*** Reading text Section Begins ***

Representatives with the American Civil Liberties Union of Texas and the Texas Civil Rights Project will be on-hand Thursday to provide essential information on constitutional rights as it pertains to the borderlands region.
The “Know Your Rights: Borderlands” session, hosted by the National Butterfly Center at Cine El Rey in downtown McAllen, is free to the public and set to begin at 6:30 p.m. The session will specifically focus on providing the public with information regarding certain constitutional rights, such as free speech, peaceful assembly and protest, and rights pertaining to law enforcement interactions.
According to an ACLU release, the session will also “offer tools for protecting your privacy and increasing government transparency in the fight to protect the borderlands.”
Generalist civil rights attorney David Donatti, a Samuels Family Legal Fellow, will be representing the ACLU of Texas as the featured speaker for the bilingual presentation, which is designed to educate and empower border residents who face increasing militarization of their communities.
Donatti, who was previously an attorney with the private firm of Debevoise & Plimpton, was a member of the legal team representing the North American Butterfly Association in its suit against the federal government.
“Residents of the lower Rio Grande Valley deserve to know what their rights are and what lines should not be crossed by the multitude of law enforcement agencies that patrol the border,” Donatti said. “I am honored to be invited to share this important information, including special circumstances affecting immigrants and potential protestors, for all who wish to attend.”
Donatti said the sessions the ACLU puts together are essential in gaining an understanding of what rights are available to be exercised.
“…It’s very important to educate people as to what their rights are, and what the limits of law enforcement are, so that they can exercise their rights. Hopefully we can strike a better balance between law enforcement and just people trying to live their daily lives,” he said. “We think that’s especially important in the borderlands, and especially important at this time when so much is happening in the borderlands in terms of militarization, and in terms of condemnation (of land) to build the border wall.

*** Reading text Section Ends ***

◆ **What you should do**: Continue the news story about the "Know Your Rights: Borderlands" session from the end of Donatti's last quote.

*** Data extract Section Begins ***

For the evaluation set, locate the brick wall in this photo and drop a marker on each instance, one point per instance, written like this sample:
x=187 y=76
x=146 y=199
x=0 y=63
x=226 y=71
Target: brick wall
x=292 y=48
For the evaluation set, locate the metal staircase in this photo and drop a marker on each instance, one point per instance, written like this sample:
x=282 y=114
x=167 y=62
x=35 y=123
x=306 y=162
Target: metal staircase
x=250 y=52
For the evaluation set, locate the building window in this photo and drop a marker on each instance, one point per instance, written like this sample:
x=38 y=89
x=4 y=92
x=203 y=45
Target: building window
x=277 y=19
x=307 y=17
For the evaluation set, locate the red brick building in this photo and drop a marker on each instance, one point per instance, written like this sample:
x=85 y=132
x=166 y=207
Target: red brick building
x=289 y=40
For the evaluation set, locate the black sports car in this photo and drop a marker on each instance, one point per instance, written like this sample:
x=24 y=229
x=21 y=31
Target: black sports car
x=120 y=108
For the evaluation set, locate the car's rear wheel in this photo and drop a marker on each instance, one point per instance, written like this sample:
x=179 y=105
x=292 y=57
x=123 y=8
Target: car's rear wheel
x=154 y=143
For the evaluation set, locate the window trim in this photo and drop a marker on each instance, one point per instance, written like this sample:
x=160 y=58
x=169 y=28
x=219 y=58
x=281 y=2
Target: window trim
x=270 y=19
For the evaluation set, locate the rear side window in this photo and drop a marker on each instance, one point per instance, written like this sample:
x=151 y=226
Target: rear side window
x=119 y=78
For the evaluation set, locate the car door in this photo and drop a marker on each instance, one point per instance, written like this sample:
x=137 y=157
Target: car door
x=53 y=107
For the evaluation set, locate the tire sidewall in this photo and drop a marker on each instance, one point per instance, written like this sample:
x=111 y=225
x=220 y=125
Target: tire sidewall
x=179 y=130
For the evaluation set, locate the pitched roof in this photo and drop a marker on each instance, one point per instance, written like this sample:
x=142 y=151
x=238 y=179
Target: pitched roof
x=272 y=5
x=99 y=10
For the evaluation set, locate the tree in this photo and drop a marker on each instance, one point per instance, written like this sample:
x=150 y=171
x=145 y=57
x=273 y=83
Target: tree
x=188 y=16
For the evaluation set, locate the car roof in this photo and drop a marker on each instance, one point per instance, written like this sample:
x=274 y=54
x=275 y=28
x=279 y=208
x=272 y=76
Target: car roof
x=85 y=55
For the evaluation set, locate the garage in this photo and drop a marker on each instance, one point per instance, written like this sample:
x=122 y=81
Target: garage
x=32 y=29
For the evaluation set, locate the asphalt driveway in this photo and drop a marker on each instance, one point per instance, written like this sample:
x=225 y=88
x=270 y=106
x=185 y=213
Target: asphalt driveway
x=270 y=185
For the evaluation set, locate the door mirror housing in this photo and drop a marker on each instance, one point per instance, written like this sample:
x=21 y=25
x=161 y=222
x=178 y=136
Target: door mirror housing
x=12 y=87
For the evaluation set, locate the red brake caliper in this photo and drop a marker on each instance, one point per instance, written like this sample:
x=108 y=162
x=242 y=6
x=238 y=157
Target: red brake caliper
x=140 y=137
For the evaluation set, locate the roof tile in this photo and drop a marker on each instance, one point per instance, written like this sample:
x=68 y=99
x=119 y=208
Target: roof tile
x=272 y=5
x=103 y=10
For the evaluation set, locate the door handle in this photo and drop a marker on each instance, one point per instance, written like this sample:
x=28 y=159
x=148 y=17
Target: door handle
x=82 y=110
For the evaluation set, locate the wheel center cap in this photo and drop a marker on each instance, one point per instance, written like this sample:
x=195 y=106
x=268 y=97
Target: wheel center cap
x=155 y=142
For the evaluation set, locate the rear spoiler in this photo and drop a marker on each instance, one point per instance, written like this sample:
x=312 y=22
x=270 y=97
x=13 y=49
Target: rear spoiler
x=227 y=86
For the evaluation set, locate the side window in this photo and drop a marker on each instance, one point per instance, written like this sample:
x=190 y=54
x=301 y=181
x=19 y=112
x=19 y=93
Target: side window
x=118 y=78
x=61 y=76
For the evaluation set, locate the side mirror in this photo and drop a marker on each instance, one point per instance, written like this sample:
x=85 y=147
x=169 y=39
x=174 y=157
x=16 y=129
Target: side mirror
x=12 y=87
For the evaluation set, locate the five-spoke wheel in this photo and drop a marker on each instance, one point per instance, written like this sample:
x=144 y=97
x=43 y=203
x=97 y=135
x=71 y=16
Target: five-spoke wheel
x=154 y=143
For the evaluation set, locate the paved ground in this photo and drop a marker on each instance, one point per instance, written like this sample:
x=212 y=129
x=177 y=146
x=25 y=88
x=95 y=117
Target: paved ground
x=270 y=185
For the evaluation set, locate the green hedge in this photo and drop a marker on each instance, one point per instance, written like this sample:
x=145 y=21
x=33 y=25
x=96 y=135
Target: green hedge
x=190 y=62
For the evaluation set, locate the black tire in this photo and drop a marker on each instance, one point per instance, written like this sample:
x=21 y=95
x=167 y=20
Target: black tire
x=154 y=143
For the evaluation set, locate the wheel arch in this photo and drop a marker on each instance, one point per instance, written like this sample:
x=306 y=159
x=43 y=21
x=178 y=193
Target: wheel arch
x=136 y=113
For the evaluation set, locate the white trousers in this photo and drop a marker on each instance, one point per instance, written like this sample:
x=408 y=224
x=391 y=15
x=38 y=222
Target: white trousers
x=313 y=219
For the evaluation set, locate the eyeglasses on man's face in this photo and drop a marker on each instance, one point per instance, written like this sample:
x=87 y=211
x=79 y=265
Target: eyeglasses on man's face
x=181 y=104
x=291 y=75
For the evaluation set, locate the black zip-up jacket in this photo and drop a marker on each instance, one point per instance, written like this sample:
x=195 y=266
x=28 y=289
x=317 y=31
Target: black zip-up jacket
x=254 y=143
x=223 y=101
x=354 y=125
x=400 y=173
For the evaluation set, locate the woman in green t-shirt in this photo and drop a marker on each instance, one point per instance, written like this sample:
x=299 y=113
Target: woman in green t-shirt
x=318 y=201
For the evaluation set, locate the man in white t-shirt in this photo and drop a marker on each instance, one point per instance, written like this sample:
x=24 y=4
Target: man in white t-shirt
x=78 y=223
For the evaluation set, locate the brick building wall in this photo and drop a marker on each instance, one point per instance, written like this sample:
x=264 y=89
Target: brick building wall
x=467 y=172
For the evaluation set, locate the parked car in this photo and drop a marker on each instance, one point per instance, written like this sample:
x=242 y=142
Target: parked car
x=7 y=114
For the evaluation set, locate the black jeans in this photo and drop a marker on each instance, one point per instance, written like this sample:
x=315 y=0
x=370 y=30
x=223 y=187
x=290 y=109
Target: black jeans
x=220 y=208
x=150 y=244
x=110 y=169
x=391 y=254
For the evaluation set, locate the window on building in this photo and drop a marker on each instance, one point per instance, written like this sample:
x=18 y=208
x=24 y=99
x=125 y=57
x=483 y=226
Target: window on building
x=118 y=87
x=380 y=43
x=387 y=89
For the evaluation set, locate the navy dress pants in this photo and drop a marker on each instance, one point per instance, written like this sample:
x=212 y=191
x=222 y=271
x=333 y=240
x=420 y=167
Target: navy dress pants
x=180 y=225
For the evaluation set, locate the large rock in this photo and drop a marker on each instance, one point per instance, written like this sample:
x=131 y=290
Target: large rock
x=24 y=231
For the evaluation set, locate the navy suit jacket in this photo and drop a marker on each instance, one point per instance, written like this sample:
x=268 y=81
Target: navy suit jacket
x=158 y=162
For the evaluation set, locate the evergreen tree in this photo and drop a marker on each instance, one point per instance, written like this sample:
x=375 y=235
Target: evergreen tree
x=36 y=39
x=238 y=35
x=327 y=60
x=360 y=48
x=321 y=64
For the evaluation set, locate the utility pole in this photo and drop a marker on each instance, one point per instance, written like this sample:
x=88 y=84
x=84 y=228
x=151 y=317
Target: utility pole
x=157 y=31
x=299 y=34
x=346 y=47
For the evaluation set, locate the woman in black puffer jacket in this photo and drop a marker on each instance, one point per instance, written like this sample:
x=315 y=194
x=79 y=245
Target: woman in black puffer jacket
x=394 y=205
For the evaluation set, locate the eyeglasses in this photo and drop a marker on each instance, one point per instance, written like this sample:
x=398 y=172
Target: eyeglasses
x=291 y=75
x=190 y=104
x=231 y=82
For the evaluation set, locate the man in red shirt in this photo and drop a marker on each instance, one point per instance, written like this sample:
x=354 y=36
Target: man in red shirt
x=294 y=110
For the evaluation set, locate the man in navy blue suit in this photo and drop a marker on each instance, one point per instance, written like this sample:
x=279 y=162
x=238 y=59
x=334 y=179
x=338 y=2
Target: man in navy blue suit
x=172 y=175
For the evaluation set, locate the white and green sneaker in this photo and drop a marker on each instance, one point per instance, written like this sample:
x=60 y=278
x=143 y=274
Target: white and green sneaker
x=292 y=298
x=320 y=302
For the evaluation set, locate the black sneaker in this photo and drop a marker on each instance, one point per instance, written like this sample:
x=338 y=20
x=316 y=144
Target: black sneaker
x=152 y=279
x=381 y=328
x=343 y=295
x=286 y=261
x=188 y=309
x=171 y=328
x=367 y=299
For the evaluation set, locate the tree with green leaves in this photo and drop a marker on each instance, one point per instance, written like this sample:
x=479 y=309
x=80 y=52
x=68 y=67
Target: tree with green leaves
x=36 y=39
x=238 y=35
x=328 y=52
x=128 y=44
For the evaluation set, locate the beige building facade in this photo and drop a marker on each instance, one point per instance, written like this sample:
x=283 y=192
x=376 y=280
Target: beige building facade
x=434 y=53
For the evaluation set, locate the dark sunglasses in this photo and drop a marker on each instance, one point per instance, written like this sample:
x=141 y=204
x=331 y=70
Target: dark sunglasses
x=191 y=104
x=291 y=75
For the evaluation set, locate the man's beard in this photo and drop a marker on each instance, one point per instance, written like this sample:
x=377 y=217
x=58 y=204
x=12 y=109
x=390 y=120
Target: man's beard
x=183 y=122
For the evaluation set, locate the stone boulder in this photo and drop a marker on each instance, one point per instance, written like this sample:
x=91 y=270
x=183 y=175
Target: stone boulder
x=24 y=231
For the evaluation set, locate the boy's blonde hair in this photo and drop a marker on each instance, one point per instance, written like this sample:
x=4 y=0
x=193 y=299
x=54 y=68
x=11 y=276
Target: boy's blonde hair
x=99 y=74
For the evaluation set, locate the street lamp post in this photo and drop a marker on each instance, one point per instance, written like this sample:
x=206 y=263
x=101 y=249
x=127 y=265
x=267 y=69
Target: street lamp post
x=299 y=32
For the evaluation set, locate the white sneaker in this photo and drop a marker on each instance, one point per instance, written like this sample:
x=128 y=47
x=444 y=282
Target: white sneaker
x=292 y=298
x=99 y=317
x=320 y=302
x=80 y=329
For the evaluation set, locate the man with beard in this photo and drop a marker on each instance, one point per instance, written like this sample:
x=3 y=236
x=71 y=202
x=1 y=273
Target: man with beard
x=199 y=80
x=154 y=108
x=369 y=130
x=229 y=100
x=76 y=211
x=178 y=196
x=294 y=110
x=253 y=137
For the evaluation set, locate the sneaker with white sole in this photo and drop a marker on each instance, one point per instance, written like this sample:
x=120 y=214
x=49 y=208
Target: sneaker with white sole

*** Data extract Section Ends ***
*** Data extract Section Begins ***

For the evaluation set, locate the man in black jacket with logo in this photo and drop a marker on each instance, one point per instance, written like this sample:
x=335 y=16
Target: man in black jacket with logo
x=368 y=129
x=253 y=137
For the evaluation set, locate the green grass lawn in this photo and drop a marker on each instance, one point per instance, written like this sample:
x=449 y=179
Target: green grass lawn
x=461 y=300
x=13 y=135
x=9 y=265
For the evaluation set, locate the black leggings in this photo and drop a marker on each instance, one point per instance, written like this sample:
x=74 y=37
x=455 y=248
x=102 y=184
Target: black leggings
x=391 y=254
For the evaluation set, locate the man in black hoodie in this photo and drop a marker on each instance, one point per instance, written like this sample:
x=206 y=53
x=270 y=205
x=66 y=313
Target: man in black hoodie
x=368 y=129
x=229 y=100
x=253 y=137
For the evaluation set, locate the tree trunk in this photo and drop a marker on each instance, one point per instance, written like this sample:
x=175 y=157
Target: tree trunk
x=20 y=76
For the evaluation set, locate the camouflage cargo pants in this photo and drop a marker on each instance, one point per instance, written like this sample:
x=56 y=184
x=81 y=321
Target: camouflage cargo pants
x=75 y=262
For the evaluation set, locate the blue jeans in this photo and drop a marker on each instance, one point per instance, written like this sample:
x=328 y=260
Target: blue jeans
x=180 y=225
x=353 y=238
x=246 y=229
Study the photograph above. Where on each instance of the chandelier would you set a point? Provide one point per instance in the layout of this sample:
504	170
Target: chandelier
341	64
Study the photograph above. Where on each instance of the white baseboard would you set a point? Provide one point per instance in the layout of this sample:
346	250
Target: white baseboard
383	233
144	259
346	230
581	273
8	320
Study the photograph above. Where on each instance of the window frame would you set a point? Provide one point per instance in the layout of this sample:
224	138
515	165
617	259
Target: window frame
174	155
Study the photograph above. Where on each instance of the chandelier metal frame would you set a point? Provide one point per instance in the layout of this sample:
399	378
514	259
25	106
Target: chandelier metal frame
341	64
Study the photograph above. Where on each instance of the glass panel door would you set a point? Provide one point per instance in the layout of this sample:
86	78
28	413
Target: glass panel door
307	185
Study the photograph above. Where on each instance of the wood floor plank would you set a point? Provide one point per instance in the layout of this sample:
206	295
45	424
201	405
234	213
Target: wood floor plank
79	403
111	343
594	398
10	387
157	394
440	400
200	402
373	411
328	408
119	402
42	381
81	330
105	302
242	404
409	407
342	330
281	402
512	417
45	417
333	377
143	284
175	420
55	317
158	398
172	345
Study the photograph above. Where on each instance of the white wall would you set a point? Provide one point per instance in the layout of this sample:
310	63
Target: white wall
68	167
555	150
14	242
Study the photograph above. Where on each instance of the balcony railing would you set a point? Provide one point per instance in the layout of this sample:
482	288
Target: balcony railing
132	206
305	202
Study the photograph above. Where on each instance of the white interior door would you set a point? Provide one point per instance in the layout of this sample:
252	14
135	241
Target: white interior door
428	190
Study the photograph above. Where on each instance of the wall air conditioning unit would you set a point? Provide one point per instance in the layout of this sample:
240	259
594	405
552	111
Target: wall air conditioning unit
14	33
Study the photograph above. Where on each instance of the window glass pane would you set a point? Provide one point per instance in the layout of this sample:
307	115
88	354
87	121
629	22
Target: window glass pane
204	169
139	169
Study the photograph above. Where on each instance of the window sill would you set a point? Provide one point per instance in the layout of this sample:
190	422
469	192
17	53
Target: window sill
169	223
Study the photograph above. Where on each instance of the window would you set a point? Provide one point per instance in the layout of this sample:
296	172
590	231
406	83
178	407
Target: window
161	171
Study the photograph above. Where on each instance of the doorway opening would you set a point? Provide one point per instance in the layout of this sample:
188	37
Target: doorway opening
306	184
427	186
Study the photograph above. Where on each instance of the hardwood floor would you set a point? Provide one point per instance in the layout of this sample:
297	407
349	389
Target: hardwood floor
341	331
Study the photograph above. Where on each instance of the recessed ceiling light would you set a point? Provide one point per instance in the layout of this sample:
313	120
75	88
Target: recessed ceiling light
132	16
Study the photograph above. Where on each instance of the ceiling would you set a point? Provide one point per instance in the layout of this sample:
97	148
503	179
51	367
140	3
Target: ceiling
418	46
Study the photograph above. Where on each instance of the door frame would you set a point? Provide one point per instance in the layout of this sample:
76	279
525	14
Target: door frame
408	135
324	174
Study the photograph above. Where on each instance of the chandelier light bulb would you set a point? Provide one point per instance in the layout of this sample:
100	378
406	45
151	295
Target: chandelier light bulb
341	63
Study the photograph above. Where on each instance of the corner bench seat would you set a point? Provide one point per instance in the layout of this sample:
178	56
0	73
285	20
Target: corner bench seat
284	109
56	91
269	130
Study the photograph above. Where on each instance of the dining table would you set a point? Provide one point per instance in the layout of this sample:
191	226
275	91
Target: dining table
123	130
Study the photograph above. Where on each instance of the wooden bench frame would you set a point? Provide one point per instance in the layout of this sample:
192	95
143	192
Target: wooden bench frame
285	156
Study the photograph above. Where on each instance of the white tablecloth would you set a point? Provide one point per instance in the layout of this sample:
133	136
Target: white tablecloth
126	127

*** Data extract Section Ends ***

◆ **Output for this task**:
“All of these ingredients are boiling up that we think makes it really important for people to understand that they have a right to free speech, to try and change the way things are being talked about nationally and done in the government at a federal level.”
He said the people living in border communities are particularly vulnerable to encounters with law enforcement.
“It’s really important to tell people what they can and can’t do if they’re confronted by law enforcement, including (U.S.) Border Patrol, including (Texas Department of Public Safety), or state officers,” Donatti said.
In addition to ACLU representatives, expected to be in attendance at the event are lawyers and advocates with the Texas Civil Rights Project, students from the University of Texas Rio Grande Valley, the No Border Wall coalition including the Sierra Club, and representatives with the Tucson, Arizona-based Center for Biological Diversity.
According to the ACLU’s release regarding the event, there will be time after the presentation for attorneys to answer audience questions.
Doors will open at 6 p.m. The venue is sponsored by the Historic Cine El Rey Theatre Foundation, a nonprofit organization dedicated to “preserving the past for the future.”
Popcorn will be available at no charge and the bar will be open for beverage purchases.
Officials are recommending those who wish to attend the event to arrive early for the best seating and downtown parking, which is free starting at 6 p.m.